> **Stated problem**
Retype the complete listing exactly as it appears.

> **Data**

========

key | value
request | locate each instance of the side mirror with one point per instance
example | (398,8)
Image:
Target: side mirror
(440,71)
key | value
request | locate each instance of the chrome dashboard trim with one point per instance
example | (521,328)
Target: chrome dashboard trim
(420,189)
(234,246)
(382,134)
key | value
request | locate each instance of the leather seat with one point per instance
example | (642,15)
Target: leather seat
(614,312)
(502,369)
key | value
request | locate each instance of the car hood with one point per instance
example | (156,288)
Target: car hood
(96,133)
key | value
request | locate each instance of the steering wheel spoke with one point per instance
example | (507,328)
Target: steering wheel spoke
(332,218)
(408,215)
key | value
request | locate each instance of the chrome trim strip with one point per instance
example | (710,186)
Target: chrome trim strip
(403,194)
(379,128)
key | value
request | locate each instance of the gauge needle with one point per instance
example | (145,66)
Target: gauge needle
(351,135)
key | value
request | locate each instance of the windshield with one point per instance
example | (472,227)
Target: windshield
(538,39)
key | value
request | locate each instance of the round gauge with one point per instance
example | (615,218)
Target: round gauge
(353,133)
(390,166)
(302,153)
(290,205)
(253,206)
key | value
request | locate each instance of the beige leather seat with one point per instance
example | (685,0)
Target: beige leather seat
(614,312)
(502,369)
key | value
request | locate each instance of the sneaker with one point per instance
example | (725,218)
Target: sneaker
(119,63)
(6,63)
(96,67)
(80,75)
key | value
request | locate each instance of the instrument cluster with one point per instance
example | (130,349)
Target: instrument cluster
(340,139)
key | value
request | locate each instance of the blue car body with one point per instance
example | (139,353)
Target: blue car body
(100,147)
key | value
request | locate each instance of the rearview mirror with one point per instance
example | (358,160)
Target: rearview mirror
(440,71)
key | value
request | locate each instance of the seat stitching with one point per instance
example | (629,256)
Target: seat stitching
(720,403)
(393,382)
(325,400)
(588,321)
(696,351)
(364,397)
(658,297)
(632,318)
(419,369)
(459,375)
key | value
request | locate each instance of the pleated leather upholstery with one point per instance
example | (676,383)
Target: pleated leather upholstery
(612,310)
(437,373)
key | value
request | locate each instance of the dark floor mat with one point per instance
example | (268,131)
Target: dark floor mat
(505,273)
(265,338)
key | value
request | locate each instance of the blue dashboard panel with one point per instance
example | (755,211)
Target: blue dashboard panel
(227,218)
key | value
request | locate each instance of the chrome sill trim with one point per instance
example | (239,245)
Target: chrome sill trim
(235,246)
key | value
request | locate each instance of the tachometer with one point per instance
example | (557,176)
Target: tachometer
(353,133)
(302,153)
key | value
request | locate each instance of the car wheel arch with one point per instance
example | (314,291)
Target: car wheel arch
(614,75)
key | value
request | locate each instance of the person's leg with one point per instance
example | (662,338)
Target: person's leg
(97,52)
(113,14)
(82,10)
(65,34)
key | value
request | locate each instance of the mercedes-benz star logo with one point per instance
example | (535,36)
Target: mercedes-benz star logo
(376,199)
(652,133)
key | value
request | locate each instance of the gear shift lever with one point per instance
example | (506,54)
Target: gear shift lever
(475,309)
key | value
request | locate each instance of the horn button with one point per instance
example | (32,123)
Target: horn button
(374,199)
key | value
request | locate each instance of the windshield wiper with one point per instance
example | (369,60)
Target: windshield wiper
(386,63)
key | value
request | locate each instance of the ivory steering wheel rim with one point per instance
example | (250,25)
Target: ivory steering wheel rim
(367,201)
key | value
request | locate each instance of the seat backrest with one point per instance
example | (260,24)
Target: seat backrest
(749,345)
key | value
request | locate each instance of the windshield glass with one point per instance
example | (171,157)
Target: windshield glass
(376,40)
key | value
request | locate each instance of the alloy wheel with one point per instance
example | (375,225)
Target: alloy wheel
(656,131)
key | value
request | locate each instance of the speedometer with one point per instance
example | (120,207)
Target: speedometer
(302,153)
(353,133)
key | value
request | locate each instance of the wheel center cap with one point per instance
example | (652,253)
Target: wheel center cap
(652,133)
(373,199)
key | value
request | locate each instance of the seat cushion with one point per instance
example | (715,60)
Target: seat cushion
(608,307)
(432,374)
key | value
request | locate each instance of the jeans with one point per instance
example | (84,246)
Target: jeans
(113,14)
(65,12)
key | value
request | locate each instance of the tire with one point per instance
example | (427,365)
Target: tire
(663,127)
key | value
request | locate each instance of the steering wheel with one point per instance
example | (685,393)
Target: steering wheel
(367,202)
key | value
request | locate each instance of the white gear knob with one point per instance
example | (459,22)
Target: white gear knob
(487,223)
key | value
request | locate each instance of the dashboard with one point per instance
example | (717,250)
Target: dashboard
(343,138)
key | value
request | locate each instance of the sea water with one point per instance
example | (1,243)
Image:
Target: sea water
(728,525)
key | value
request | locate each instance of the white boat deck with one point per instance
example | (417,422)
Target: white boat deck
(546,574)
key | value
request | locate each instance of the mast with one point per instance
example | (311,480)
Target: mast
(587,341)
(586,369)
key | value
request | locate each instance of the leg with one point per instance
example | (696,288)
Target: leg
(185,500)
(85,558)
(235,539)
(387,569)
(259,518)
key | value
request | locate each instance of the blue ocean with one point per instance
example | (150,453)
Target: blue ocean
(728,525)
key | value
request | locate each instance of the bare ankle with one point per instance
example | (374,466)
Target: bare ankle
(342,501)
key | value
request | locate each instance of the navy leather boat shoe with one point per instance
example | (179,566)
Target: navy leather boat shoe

========

> **Task answer**
key | value
request | locate each instance of the side mirror with one point per instance
example | (398,8)
Image:
Target: side mirror
(440,71)
key | value
request | locate each instance of the chrome dashboard trim with one point per instance
example | (521,328)
Target: chrome dashboard trim
(420,189)
(234,246)
(382,134)
key | value
request | locate each instance of the leather seat with one point per instance
example | (642,15)
Target: leather seat
(614,312)
(502,369)
key | value
request | locate each instance of the car hood with one point per instance
example | (156,288)
Target: car hood
(96,133)
key | value
request | locate each instance of the steering wheel spoke with one point per instance
example | (507,328)
Target: steering wheel spoke
(332,218)
(408,215)
key | value
request | locate each instance of the chrome trim strip with one point per instance
example | (710,186)
Target: chrome trim strip
(403,194)
(379,128)
key | value
request | locate each instance of the gauge needle with one point per instance
example | (145,66)
Target: gauge needle
(351,135)
key | value
request | locate each instance of the windshield with one point per instance
example | (472,227)
Target: windshield
(538,39)
key | value
request | locate each instance of the round gauge with one point per instance
example | (615,218)
Target: round gauge
(353,133)
(390,166)
(302,153)
(290,205)
(253,206)
key | value
request | locate each instance of the beige leather seat with one point per instance
example | (685,0)
Target: beige leather seat
(614,312)
(502,369)
key | value
request | locate each instance of the sneaker with one point per instance
example | (725,218)
Target: sneaker
(119,63)
(6,63)
(96,67)
(80,75)
key | value
request | locate each instance of the instrument cluster with one point per instance
example | (130,349)
Target: instrument cluster
(340,139)
key | value
request | locate each instance of the blue car body with one point per instance
example | (139,353)
Target: blue car body
(100,147)
key | value
request | locate each instance of the rearview mirror with one point per instance
example | (358,160)
Target: rearview mirror
(440,71)
key | value
request | locate each instance of the seat stitching with one point per instance
example | (629,256)
Target: seat stitching
(720,403)
(393,382)
(325,400)
(588,321)
(696,351)
(364,397)
(658,297)
(632,318)
(419,369)
(459,375)
key | value
request | locate each instance of the pleated leather upholstery with one point per instance
example | (676,383)
Target: pleated leather upholstery
(612,310)
(437,373)
key | value
request | locate each instance of the dark floor mat with one point per instance
example | (268,131)
Target: dark floor mat
(505,273)
(265,338)
key | value
request | locate each instance of the blue dashboard panel with one point per instance
example | (755,211)
Target: blue dashboard panel
(227,218)
key | value
request | locate each instance of the chrome sill trim with one point per instance
example | (239,245)
Target: chrome sill trim
(235,246)
key | value
request | locate each instance of the tachometer with one point per instance
example | (557,176)
Target: tachometer
(353,133)
(302,153)
key | value
request | locate each instance of the car wheel arch with one point per instance
example | (314,291)
Target: car wheel arch
(614,75)
key | value
request | locate each instance of the person's leg with one point per instance
example | (662,338)
Target: person's leg
(97,52)
(113,14)
(82,10)
(65,34)
key | value
request | locate each instance of the mercedes-benz star logo with one point per instance
example | (535,36)
Target: mercedes-benz star logo
(376,199)
(652,133)
key | value
request | locate each instance of the gear shift lever with one point per instance
example | (506,54)
Target: gear shift lever
(475,309)
key | value
request | locate each instance of the horn button with one point per instance
example | (32,123)
Target: horn button
(374,199)
key | value
request | locate each instance of the windshield wiper with one point per instance
example | (369,60)
Target: windshield wiper
(386,63)
key | value
request | locate each instance of the ivory steering wheel rim with one point per instance
example | (250,25)
Target: ivory steering wheel rim
(367,201)
key | value
request | locate each instance of the seat backrest with one point per instance
example | (260,24)
Target: seat backrest
(749,345)
key | value
request | locate each instance of the windshield glass with one point per instance
example | (171,157)
Target: windshield glass
(376,40)
key | value
request | locate each instance of the alloy wheel with one point per instance
example | (375,225)
Target: alloy wheel
(656,131)
key | value
request | locate each instance of the speedometer with one point per instance
example | (120,207)
Target: speedometer
(302,153)
(353,133)
key | value
request | locate each instance of the wheel center cap with one point per instance
example | (652,253)
Target: wheel center cap
(652,133)
(373,199)
key | value
request | locate each instance of the seat cushion with one point per instance
example | (715,60)
Target: seat cushion
(608,307)
(432,374)
key | value
request | locate each instance of the jeans with one point per instance
example | (84,246)
Target: jeans
(113,14)
(65,12)
key | value
request | locate each instance of the tire with one point per instance
example | (427,365)
Target: tire
(663,127)
key | value
request | locate each instance of the steering wheel with one point per instance
example | (685,393)
Target: steering wheel
(367,202)
key | value
request | locate each instance of the white gear knob with one point per instance
example | (459,22)
Target: white gear knob
(487,223)
key | value
request | locate each instance of the dashboard with one point per instance
example | (717,250)
Target: dashboard
(343,138)
key | value
request | locate each instance of the sea water with one point per instance
example | (1,243)
Image:
Target: sea water
(728,525)
key | value
request | locate each instance of the white boat deck with one point per instance
example | (417,422)
Target: white boat deck
(546,574)
key | value
request | locate each instance of the mast with one point per instance
example | (311,480)
Target: mast
(587,341)
(586,369)
key | value
request | locate each instance of the leg with one point per instance
example | (696,288)
Target: leg
(185,500)
(85,558)
(235,539)
(387,569)
(259,518)
key | value
request | locate each instance of the blue ocean with one point per instance
example | (150,453)
Target: blue ocean
(728,525)
key | value
request | locate each instance of the bare ankle with one point per instance
example | (374,466)
Target: bare ankle
(342,501)
key | value
request | locate each instance of the navy leather boat shoe with one point per instance
example | (179,566)
Target: navy leather boat shoe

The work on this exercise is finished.